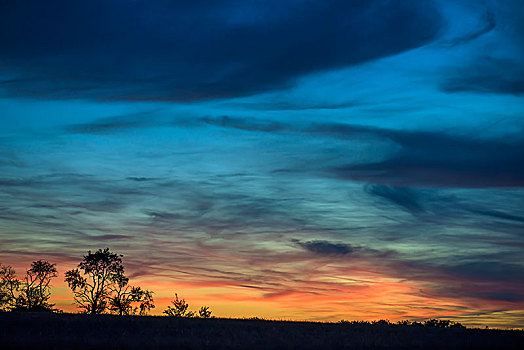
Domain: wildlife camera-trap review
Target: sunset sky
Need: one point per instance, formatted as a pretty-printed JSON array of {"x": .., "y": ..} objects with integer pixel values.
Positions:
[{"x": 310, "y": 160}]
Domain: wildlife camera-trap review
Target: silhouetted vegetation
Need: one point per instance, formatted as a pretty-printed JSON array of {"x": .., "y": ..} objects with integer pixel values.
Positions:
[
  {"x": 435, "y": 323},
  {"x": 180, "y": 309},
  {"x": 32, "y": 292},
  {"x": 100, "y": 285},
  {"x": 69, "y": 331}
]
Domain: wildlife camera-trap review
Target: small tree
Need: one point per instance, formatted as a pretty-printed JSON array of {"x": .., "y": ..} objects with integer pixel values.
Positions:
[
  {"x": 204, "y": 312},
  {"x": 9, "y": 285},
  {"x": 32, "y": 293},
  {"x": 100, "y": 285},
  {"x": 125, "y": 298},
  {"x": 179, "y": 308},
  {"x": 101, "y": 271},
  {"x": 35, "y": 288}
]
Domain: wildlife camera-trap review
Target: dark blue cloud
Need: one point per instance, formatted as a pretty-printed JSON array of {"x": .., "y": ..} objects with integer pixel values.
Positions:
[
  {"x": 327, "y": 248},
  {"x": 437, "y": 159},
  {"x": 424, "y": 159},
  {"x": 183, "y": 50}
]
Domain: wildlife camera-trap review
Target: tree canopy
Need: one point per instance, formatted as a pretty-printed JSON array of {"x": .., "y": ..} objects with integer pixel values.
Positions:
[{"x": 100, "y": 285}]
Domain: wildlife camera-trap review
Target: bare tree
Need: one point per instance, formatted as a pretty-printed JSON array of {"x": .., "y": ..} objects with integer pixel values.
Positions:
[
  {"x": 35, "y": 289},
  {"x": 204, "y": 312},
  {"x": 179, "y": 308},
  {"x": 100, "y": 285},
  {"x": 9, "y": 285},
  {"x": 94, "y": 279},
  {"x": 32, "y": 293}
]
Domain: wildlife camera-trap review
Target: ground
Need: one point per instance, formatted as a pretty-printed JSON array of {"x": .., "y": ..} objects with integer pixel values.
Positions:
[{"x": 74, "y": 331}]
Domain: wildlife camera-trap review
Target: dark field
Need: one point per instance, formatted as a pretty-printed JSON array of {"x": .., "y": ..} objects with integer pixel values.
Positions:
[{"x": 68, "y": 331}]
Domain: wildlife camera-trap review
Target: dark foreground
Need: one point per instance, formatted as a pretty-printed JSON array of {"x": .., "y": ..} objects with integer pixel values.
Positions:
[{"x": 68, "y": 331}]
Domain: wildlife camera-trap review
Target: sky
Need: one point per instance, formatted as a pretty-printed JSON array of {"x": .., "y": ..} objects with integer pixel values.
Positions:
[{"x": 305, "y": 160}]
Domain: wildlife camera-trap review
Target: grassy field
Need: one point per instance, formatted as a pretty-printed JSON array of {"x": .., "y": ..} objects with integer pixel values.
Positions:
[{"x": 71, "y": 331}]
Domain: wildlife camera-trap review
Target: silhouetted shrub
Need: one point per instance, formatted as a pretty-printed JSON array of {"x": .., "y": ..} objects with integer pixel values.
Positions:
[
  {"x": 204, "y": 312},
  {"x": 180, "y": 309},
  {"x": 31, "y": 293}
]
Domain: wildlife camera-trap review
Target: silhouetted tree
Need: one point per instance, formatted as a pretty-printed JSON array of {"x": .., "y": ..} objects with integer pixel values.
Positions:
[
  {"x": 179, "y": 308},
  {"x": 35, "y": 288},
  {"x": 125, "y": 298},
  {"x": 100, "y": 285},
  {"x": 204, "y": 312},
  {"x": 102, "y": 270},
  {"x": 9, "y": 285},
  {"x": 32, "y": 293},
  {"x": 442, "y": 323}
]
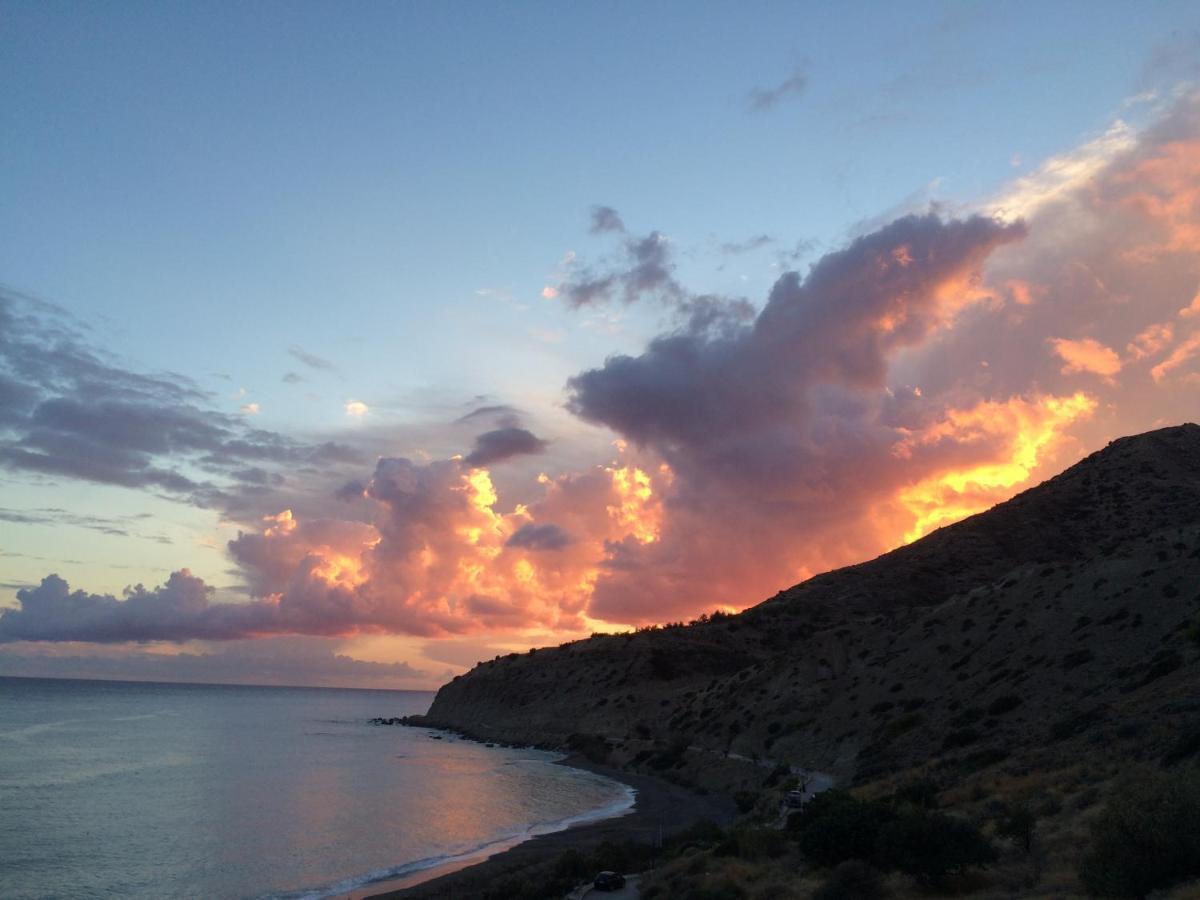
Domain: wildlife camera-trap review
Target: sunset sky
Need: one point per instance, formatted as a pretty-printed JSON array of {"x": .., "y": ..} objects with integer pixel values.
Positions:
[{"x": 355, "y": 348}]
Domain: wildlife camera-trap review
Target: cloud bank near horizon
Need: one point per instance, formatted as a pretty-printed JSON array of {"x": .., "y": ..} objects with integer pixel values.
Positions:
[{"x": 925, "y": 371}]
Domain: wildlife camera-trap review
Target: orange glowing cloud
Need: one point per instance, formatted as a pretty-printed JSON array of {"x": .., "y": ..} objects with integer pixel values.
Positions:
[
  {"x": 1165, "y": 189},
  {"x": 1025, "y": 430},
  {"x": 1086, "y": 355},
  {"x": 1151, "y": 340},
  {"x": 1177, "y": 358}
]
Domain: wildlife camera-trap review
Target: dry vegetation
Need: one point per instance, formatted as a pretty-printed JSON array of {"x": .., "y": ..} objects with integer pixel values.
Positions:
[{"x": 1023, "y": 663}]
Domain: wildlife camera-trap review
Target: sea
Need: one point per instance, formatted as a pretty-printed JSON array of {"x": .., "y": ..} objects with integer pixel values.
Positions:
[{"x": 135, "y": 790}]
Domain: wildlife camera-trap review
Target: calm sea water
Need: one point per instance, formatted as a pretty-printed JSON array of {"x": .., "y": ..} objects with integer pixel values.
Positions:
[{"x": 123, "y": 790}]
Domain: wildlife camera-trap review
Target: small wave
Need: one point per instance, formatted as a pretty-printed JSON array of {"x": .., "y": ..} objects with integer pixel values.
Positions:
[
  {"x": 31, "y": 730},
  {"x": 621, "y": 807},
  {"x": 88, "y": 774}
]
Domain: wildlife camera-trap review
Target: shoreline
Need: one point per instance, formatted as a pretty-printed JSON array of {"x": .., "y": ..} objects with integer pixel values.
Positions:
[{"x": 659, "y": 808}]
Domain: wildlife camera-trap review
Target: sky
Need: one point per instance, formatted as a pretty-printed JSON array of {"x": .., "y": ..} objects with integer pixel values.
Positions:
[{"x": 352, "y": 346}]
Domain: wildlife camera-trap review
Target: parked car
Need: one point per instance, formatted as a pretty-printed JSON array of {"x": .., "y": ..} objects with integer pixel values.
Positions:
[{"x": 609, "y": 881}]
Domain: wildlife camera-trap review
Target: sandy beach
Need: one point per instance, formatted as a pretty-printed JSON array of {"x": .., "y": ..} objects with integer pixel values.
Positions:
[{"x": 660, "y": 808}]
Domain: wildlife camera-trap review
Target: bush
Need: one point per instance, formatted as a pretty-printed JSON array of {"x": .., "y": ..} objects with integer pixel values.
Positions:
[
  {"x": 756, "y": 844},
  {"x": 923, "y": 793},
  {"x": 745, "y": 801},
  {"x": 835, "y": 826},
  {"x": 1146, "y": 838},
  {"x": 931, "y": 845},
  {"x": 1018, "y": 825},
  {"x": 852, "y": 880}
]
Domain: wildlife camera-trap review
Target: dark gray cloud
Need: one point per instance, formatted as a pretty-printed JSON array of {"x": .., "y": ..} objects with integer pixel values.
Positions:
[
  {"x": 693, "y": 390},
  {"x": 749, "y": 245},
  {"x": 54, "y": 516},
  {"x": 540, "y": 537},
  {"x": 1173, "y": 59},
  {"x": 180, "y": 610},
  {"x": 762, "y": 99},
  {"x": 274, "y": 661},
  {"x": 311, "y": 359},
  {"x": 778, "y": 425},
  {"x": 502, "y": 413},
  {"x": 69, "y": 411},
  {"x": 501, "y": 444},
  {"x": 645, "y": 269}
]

-.-.-

- **WHAT NEEDS TO BE DONE**: Please gather every line in the rows above that contains the word "field", and list each one as it appears.

- **EXERCISE OUTPUT**:
Target: dark field
Target: grassy field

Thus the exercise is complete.